**Directive:** Take the line that contains "Note to the class: point to the chalkboard" as the first line and the final line of the records as the last; return exactly those lines and the lines between.

— START OF Data in this exercise —

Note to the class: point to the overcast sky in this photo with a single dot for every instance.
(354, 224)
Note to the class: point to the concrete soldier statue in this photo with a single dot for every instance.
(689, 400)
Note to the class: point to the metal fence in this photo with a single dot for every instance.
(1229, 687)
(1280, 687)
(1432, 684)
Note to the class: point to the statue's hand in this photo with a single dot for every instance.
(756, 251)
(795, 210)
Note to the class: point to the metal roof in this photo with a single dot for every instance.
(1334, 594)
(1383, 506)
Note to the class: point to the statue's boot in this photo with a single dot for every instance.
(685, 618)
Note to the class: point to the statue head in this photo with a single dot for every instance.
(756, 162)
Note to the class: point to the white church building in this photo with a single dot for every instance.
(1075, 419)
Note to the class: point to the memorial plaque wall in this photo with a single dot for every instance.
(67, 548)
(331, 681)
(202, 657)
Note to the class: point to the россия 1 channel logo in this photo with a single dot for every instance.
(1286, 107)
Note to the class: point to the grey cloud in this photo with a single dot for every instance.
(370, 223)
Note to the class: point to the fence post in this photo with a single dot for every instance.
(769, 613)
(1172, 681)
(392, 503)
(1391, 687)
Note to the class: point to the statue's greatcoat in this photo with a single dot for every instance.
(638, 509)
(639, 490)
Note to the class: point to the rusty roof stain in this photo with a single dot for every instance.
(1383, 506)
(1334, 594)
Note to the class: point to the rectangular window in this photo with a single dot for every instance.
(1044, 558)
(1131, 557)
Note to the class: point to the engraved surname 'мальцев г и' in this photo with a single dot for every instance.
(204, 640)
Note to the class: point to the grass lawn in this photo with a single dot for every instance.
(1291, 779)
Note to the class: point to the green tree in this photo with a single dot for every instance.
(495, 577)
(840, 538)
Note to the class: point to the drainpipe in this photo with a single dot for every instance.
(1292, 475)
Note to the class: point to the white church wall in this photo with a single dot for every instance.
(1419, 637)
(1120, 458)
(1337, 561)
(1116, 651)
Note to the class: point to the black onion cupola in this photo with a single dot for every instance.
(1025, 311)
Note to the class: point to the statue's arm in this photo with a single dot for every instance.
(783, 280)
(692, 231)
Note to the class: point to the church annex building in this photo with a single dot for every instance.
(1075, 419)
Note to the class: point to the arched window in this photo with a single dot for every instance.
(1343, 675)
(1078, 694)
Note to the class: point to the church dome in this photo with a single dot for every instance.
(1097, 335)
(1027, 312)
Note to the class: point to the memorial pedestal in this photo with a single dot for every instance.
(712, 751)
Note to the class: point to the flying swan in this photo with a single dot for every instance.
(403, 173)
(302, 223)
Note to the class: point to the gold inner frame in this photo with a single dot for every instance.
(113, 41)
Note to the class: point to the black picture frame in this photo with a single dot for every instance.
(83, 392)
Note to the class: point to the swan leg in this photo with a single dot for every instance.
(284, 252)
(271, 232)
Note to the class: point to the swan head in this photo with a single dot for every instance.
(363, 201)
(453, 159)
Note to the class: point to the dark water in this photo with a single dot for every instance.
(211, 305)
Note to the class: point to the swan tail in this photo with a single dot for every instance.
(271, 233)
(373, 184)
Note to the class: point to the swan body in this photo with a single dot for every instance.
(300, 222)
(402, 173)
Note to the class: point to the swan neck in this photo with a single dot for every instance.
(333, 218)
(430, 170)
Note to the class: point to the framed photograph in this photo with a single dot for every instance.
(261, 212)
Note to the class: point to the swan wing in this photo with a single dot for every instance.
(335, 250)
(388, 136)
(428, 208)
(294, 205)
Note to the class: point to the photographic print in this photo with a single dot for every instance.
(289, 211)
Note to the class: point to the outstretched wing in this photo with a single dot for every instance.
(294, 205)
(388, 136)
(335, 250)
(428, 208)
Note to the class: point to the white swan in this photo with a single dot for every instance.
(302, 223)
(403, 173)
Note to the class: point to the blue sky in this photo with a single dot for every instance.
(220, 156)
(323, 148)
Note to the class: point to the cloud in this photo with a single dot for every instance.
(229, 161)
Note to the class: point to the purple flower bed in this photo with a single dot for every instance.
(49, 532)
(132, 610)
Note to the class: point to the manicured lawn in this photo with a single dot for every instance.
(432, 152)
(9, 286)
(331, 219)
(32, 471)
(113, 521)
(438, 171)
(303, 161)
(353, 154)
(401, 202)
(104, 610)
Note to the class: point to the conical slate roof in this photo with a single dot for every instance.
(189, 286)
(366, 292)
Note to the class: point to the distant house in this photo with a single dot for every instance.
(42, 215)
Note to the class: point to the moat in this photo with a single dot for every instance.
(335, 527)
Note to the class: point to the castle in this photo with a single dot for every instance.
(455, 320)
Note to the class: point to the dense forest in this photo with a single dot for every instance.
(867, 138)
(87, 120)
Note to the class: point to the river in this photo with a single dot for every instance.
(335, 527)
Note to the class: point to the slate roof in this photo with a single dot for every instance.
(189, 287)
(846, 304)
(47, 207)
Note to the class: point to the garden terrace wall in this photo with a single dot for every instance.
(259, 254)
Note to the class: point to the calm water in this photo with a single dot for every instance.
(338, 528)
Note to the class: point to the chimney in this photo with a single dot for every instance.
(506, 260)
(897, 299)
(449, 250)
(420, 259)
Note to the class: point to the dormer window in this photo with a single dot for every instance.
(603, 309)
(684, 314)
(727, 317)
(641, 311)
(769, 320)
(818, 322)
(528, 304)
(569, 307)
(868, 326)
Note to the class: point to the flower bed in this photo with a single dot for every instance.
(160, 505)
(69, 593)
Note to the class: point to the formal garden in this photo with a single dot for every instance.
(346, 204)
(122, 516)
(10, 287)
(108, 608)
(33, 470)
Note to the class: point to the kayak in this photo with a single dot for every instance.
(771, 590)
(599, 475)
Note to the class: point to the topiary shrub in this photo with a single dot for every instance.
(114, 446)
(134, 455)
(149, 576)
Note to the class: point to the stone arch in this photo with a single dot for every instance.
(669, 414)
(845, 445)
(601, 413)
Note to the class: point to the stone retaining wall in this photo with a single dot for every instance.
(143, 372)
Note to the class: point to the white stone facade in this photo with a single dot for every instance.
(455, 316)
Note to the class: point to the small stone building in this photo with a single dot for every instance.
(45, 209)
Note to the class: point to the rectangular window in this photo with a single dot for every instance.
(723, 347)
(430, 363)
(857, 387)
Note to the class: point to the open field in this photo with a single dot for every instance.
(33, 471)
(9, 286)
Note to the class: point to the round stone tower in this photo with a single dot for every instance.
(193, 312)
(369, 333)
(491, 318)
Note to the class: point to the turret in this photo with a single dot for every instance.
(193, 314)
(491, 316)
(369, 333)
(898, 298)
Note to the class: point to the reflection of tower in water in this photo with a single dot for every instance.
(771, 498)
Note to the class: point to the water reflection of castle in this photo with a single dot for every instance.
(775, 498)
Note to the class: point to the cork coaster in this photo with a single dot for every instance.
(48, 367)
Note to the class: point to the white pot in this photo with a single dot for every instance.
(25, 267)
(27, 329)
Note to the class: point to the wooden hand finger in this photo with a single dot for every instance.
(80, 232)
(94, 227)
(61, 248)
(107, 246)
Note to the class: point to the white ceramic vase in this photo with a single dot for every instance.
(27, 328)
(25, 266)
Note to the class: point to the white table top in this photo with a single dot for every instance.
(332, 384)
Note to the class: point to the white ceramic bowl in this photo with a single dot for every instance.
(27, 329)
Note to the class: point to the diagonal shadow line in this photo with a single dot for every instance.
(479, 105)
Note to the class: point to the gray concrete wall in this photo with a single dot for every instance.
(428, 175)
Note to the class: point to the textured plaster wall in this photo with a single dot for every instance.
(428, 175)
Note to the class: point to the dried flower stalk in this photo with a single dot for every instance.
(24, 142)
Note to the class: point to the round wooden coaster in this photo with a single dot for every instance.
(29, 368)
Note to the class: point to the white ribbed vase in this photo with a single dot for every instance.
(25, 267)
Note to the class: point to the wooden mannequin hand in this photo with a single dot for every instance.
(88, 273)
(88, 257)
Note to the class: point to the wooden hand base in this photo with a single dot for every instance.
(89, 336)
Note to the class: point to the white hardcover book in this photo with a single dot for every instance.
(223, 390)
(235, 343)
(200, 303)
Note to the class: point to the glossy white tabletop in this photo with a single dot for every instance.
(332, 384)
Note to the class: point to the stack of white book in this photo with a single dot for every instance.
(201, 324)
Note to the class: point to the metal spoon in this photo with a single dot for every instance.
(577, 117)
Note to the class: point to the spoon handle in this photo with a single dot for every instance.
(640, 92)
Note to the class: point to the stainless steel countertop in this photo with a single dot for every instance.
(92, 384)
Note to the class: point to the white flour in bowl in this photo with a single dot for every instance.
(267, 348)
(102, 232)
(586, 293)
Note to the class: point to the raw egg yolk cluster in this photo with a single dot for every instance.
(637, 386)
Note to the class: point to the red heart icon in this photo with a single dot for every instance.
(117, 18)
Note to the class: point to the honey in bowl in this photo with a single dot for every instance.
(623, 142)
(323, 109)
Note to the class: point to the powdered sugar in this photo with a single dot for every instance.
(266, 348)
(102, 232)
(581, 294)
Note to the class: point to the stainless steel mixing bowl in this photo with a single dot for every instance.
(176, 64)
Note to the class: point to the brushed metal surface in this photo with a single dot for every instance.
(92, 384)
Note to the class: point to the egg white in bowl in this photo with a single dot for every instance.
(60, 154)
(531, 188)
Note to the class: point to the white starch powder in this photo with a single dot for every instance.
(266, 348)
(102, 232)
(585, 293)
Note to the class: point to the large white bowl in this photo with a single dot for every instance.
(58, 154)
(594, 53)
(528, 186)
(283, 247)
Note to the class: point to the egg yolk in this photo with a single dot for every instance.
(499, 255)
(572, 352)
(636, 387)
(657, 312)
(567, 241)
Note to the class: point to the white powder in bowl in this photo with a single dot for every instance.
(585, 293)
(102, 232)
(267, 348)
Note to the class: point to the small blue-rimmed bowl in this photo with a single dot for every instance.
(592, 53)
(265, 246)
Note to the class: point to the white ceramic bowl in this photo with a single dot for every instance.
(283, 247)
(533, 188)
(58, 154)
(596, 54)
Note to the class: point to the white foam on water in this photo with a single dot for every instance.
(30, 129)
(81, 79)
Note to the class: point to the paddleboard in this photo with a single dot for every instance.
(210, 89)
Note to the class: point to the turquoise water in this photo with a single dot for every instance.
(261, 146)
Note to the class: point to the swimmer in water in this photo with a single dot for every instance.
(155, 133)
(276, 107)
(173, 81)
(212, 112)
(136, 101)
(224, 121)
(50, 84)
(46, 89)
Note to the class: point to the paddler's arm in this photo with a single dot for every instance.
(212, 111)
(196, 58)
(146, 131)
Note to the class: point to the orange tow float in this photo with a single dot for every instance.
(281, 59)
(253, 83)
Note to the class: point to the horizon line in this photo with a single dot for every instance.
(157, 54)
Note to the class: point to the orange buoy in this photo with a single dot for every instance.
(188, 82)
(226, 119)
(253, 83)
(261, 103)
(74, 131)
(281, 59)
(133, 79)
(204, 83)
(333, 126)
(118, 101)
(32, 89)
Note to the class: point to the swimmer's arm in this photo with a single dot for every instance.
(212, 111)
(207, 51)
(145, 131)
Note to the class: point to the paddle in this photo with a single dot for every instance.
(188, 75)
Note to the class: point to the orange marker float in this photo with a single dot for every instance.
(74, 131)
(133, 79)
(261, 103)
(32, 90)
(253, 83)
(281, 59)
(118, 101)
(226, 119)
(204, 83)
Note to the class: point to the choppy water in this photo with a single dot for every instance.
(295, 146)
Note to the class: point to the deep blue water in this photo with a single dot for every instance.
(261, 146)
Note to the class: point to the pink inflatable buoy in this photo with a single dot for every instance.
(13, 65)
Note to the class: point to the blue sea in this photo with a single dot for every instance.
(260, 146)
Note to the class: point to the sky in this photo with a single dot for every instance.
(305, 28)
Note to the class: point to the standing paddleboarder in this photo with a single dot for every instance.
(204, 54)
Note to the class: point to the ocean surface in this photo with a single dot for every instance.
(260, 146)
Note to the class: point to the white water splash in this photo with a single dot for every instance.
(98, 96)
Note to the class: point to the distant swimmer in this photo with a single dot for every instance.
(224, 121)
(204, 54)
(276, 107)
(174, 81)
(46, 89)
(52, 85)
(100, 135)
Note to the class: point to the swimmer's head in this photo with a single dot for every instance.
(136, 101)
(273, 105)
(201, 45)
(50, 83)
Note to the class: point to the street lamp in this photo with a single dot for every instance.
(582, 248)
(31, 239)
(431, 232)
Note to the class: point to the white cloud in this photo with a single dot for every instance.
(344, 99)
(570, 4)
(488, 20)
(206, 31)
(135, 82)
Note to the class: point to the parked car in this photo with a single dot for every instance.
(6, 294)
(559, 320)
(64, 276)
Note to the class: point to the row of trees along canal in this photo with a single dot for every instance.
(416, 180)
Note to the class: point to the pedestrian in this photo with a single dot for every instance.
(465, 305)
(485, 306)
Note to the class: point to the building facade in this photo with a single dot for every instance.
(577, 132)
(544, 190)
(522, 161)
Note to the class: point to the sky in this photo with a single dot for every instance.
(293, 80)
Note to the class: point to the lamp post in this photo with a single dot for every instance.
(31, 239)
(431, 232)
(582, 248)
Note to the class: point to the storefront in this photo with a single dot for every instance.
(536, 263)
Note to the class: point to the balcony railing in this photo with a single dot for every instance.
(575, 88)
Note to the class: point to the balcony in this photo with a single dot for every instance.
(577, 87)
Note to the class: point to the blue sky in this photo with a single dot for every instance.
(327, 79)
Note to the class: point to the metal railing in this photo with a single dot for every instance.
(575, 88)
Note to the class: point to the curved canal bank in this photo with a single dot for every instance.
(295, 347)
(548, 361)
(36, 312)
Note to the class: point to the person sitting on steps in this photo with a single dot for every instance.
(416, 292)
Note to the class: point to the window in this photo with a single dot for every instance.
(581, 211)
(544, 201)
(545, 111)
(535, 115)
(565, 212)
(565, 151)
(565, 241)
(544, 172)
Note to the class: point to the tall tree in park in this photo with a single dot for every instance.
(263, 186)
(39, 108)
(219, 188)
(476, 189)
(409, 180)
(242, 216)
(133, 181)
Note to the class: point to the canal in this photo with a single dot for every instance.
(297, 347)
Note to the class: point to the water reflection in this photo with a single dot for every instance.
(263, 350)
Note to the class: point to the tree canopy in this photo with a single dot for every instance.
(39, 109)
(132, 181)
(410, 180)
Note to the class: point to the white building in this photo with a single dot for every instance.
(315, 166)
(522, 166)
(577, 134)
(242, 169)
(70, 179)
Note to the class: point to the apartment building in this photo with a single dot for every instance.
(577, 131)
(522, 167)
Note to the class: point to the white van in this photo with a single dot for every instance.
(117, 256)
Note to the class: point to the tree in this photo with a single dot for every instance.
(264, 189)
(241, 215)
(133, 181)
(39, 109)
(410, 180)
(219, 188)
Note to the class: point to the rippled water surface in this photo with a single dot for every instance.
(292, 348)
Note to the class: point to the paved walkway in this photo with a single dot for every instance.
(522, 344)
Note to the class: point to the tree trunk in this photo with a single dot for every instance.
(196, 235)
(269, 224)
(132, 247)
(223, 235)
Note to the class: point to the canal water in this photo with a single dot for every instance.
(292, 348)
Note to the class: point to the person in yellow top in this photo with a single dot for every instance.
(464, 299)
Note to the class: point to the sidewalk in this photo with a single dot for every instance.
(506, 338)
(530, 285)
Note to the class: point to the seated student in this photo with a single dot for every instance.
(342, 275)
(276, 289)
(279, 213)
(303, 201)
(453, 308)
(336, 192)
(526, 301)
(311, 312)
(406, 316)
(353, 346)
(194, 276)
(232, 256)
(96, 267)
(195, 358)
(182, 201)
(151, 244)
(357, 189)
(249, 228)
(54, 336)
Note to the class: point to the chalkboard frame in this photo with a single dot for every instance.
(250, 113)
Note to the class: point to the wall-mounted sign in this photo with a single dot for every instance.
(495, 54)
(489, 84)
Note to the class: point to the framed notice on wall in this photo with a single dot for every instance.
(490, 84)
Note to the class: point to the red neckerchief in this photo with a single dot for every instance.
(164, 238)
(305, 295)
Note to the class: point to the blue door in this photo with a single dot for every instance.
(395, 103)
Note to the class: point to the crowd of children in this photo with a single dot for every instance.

— END OF Data in this exercise —

**Task result:**
Note to the class: point to the chalkboard frame in this photo with a single dot for every instance.
(250, 113)
Note to the class: point to the wall-mounted sign in this photo with a single dot for every instance.
(495, 54)
(489, 84)
Note to the class: point to the framed notice on wall in this photo with a single dot for every instance.
(490, 84)
Note to the class: point to the red neckerchief in this photo with a single dot for every instance.
(164, 238)
(305, 295)
Note to the class: point to the blue door in this photo with a single dot for every instance.
(395, 103)
Note to the class: point to the crowd of children in this photo with a single dot for every instance.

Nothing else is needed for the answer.